— Provided text —
According to Ecuadorian moviemaker Tania Hermida, who is competing with the fiction feature film “The Invention of Species” (La Invención de las Especies), many times this search for financing forces us to “format the projects so that they can fit into the folder of our funds.”
In the current context, it is very difficult to get money for films, especially when it is a fiction production that requires a large team of people, she told a press conference.
“The Invention of Species” is my third fiction feature film, I have presented all of them at the Havana festival, and this film took me 10 years: it was a marathon to raise funds to be able to shoot it, recalled Hermida, a graduate from the International School of Film and Television in San Antonio de los Baños, a very prestigious institution in Cuba and the world.
It also took ten year of work for Colombian filmmaker Jennifer Uribe, who is competing for the Coral with her feature film “La Piel en Primavera”(Skin in Spring), to finish her motion picture, from the time the idea was born until its premiere. These were years of learning and maturing the film. “Skin in Spring” is my first film and for me it was a very natural process, she emphasized.

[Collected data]
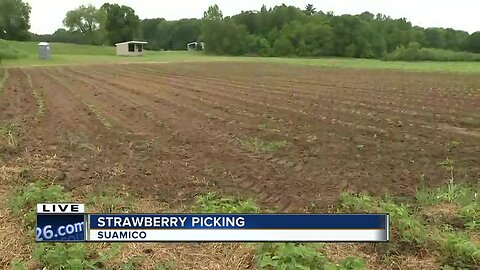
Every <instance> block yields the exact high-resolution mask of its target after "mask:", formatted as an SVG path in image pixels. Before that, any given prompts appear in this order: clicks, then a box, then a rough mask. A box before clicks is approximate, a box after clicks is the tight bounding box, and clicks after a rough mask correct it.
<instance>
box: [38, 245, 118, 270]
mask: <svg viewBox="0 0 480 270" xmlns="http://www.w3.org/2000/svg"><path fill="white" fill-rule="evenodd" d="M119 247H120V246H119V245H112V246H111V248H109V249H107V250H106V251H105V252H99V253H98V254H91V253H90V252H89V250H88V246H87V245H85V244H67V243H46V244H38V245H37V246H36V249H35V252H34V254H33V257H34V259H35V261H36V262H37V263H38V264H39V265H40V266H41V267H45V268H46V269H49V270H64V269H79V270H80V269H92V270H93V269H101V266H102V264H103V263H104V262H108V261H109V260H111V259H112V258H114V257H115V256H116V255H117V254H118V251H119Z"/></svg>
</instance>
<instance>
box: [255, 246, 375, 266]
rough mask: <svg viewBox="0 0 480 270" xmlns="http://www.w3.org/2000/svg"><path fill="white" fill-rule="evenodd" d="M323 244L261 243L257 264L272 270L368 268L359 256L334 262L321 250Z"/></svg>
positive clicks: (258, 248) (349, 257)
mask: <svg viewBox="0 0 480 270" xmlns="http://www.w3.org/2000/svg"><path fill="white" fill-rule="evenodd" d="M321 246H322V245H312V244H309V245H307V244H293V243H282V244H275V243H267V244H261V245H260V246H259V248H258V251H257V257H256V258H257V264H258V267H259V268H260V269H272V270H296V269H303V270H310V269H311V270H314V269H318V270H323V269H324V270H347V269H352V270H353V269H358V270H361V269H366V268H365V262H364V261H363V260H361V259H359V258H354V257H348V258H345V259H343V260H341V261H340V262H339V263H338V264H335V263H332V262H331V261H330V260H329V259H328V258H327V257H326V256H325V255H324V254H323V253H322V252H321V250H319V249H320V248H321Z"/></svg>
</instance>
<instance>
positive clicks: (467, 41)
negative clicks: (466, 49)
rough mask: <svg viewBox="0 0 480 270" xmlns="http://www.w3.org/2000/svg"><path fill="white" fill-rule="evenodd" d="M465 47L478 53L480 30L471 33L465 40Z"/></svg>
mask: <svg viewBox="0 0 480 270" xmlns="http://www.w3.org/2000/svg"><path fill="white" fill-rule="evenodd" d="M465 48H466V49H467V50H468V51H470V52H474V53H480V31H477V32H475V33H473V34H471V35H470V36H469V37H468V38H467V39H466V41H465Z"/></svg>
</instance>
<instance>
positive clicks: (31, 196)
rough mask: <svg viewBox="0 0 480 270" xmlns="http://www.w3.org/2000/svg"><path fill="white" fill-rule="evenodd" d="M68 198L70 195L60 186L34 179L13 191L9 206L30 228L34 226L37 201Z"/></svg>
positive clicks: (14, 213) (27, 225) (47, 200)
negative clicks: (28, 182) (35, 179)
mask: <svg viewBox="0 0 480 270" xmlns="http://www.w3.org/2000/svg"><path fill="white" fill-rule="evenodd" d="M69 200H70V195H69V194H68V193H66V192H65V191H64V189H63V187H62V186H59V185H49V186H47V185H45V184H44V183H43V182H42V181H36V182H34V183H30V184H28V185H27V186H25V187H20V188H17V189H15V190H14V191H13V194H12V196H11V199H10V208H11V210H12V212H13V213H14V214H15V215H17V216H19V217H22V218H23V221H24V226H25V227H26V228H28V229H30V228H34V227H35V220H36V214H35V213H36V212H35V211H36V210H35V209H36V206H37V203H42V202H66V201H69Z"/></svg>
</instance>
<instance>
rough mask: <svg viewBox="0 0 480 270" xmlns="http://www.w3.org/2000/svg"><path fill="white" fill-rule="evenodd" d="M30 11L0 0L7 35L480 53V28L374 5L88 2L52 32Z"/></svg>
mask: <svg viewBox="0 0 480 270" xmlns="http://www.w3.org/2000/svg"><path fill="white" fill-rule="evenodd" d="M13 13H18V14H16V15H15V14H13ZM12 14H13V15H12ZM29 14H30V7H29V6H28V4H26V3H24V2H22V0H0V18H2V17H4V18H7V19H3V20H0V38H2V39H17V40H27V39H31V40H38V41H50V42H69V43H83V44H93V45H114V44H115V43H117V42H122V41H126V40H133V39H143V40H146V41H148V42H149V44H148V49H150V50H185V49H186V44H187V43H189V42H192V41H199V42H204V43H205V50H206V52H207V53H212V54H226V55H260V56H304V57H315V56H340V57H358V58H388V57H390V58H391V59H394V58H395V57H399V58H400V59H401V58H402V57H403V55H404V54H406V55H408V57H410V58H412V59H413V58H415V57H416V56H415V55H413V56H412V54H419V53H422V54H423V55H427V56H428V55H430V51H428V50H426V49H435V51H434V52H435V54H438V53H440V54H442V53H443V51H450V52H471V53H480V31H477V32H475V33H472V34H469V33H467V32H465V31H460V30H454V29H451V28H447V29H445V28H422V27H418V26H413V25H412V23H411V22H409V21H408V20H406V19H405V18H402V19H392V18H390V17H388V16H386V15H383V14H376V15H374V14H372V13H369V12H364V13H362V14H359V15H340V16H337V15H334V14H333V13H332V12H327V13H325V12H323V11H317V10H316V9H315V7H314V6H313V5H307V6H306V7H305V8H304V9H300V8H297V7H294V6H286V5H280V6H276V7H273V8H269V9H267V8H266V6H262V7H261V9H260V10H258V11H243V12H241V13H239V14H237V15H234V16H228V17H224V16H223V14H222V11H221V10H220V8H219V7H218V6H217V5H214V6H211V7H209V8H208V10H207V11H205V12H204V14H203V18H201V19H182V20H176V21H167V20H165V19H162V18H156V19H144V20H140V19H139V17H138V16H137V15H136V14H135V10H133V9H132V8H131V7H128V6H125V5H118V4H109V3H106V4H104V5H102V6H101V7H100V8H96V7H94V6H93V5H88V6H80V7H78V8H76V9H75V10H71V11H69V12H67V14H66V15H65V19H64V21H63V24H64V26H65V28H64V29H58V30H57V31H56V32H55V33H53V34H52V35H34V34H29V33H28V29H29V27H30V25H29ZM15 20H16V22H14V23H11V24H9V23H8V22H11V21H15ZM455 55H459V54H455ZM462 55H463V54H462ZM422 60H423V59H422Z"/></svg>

— Work to complete —
**a.** Sum up the text on film funding in two sentences.
**b.** Write the next part of the text on film funding, picking up after its last sentence.

— Answers per task —
**a.** Ecuadorian filmmaker Tania Hermida, competing with "The Invention of Species," said that getting money for fiction films with large teams is very hard and that raising funds to shoot this one took her 10 years. Colombian filmmaker Jennifer Uribe, competing for the Coral with her first film "Skin in Spring," also spent ten years taking it from idea to premiere, and she called it a very natural process.

**b.**
In 2014, I started writing the story, in 2019, I managed to win a fund that Colombia grants for the production of first films and the shooting began in Medellín in 2021 and it was very difficult due to the Covid-19 pandemic, Uribe said.
Mexican filmmaker Nicolás Pereda, in turn, brings a more intimate production to the Havana Film Festival, his feature film “Lázaro de Noche” (Lazaro at Night). I have been working with the same actors for about 20 years, we are friends and together we have made several productions, which do not require so much financing, he explained.
However, these are more intimate movies, with a low budget, filmed largely in sequence shots and the locations are usually the protagonists’ own homes, said Pereda, who acts in his films as a kind of “one-man band” who writes the scripts, directs the actors, takes the cameras…
The International Festival of New Latin American Cinema, one of the most important cultural events in the region, will grant the famous Coral awards on Friday, while the screening of the films will extend until December 15.